Source text:
※ ※ ※
= Joseph Kay (architect) =

English architect

Joseph Kay (1775–1847) was an English architect, particularly active in the early 19th century, and associated with the layout of central Greenwich and with Hastings. He was one of the original members of the Royal Institute of British Architects, and was elected a fellow in 1834.

==Early career==

Kay was a pupil of Samuel Pepys Cockerell, and studied European architecture during a trip (1802–1805) alongside Robert Smirke. In 1807, he married Sarah Henrietta Porden (1785–1859), the eldest daughter of architect William Porden; he was assistant to Porden during the building of the second Eaton Hall near Chester, Cheshire (1804–1812). One of his earliest work in his own right was interior design of the Assembly Rooms in Clifton, Bristol, c.1811.

==Professional practice==

In London, as surveyor to the Foundling Hospital, he designed houses on the east side of Mecklenburgh Square (1810–21), and, as clerk of works to Greenwich Hospital, he remodelled the town centre (creating Nelson Street, College Approach and the Market) in Greenwich (1829); the nearby Trafalgar Tavern (1837) is also his work. In Edinburgh he designed the Post Office in Waterloo Place. His masterpiece was Pelham Crescent with the Church of St Mary-in-the-Castle in the centre, in Hastings, Sussex (1824–1828), built for Thomas Pelham, 2nd Earl of Chichester; Colvin described it:
"The church is top-lit and has an Ionic prostyle portico, while beneath the terrace in front of the whole composition is an ingenious structure intended for shops and services."

Other buildings by Kay in Hastings also survive, including the Cupola, Minnis Rock and Belmont House.

He was also responsible for laying out the Thornhill Estate in Barnsbury, Islington from 1813 onwards.

==Family==

Kay and his wife had at least eight children (two boys and six girls). Their eldest son, William Porden Kay (1809–1897) also became an architect, emigrating to Australia in 1842 to become a Director of Public Works, and designing Hobart's Government House. The second son, Joseph Henry Kay (1815-1875), became a naval officer and one of Australia's first geophysicists, a foundation member of the Royal Society of Tasmania and a fellow of the Royal Society (elected on 26 February 1846 for his work on geomagnetism).

Kay died at his residence, 6 Gower Street, Bedford Square, London on 7 December 1847, aged 72 and was buried at the Foundling Hospital Chapel, London.
※ ※ ※
Data listing:

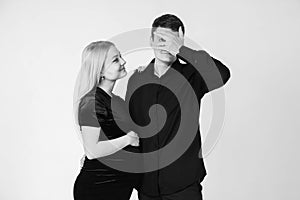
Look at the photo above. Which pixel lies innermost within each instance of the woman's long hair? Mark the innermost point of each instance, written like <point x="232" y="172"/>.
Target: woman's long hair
<point x="93" y="60"/>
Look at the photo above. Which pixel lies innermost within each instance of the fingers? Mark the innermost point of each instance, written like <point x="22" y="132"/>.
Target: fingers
<point x="180" y="32"/>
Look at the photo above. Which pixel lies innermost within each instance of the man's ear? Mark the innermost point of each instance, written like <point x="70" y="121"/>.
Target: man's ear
<point x="151" y="42"/>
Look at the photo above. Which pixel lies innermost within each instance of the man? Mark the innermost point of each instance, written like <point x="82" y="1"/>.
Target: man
<point x="148" y="89"/>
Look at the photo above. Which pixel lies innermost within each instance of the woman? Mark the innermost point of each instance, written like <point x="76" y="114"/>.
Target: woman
<point x="102" y="65"/>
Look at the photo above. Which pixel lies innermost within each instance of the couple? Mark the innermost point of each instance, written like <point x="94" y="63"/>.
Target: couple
<point x="107" y="129"/>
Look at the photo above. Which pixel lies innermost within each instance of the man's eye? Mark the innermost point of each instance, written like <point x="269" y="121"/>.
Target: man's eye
<point x="161" y="40"/>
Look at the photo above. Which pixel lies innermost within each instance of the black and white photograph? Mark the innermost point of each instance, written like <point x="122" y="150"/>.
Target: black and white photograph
<point x="150" y="100"/>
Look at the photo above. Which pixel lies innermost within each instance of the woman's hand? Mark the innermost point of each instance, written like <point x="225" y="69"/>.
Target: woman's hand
<point x="133" y="139"/>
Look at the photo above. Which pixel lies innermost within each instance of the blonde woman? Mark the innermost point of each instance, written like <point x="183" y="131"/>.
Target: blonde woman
<point x="101" y="66"/>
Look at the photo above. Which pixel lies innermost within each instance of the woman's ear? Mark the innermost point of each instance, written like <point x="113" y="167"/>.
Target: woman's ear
<point x="151" y="42"/>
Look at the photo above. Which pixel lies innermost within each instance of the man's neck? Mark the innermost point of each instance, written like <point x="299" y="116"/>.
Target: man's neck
<point x="160" y="68"/>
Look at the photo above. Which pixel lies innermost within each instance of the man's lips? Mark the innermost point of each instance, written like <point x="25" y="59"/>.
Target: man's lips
<point x="164" y="52"/>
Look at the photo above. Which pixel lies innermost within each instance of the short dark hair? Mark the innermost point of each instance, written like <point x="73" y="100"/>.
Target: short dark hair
<point x="167" y="21"/>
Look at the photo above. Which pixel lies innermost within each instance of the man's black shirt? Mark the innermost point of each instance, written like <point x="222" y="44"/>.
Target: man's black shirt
<point x="147" y="94"/>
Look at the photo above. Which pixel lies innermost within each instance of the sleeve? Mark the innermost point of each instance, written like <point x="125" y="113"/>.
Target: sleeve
<point x="213" y="72"/>
<point x="87" y="114"/>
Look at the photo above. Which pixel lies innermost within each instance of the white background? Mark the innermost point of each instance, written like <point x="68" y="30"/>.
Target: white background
<point x="257" y="156"/>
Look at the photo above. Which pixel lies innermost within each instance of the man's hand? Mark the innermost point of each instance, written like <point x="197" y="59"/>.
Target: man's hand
<point x="172" y="42"/>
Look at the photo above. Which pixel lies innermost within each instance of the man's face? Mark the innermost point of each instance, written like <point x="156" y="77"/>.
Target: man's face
<point x="162" y="55"/>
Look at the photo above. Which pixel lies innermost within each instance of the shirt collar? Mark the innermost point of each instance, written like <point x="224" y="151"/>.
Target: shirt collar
<point x="175" y="65"/>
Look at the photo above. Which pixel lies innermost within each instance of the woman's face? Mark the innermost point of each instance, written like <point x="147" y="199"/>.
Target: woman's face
<point x="114" y="65"/>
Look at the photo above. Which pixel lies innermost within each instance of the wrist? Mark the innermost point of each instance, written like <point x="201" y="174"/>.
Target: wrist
<point x="127" y="139"/>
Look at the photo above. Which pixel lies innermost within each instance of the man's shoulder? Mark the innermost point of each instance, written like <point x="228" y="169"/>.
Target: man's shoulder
<point x="138" y="73"/>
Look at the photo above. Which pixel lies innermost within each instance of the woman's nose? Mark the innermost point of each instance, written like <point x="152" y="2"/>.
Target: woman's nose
<point x="123" y="62"/>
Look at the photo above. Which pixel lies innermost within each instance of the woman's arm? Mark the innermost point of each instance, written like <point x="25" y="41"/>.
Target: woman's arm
<point x="95" y="149"/>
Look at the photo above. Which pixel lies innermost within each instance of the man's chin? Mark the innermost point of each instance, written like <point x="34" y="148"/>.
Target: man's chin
<point x="166" y="58"/>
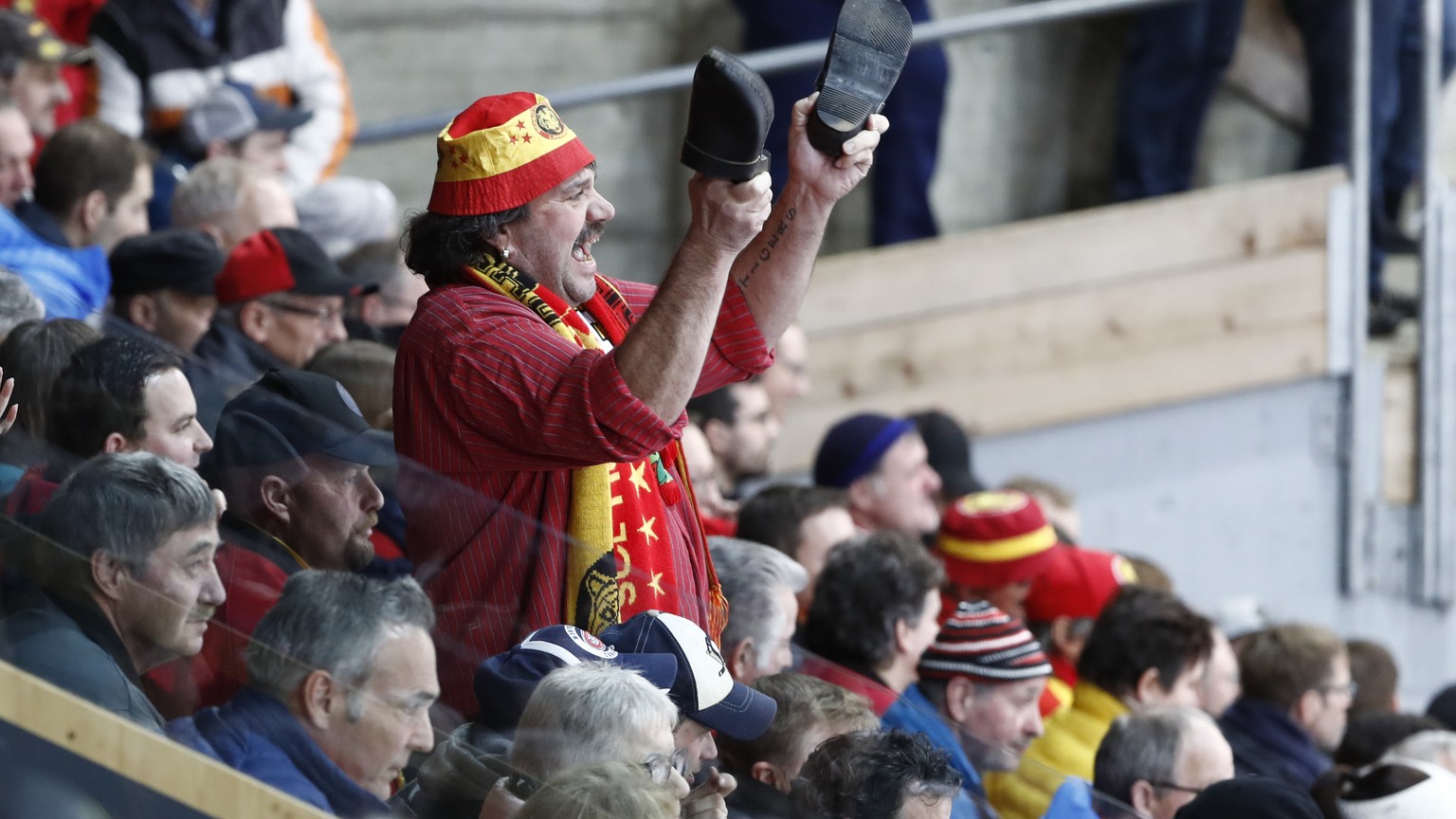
※ ※ ※
Questions to answer:
**1.** Rewrite the article on Joseph Kay starting at "He was also" and ending at "work on geomagnetism).", replacing "Barnsbury" with "Canonbury".
**2.** According to the article on Joseph Kay, in what year was he elected a fellow of the Royal Institute of British Architects?
**3.** List every building or structure in Hastings that the article on Joseph Kay names as his work.
The listing plays no part in what is asked here.

Solutions below:
**1.**
He was also responsible for laying out the Thornhill Estate in Canonbury, Islington from 1813 onwards.

==Family==

Kay and his wife had at least eight children (two boys and six girls). Their eldest son, William Porden Kay (1809–1897) also became an architect, emigrating to Australia in 1842 to become a Director of Public Works, and designing Hobart's Government House. The second son, Joseph Henry Kay (1815-1875), became a naval officer and one of Australia's first geophysicists, a foundation member of the Royal Society of Tasmania and a fellow of the Royal Society (elected on 26 February 1846 for his work on geomagnetism).

**2.** 1834

**3.**
Pelham Crescent
Church of St Mary-in-the-Castle
the Cupola
Minnis Rock
Belmont House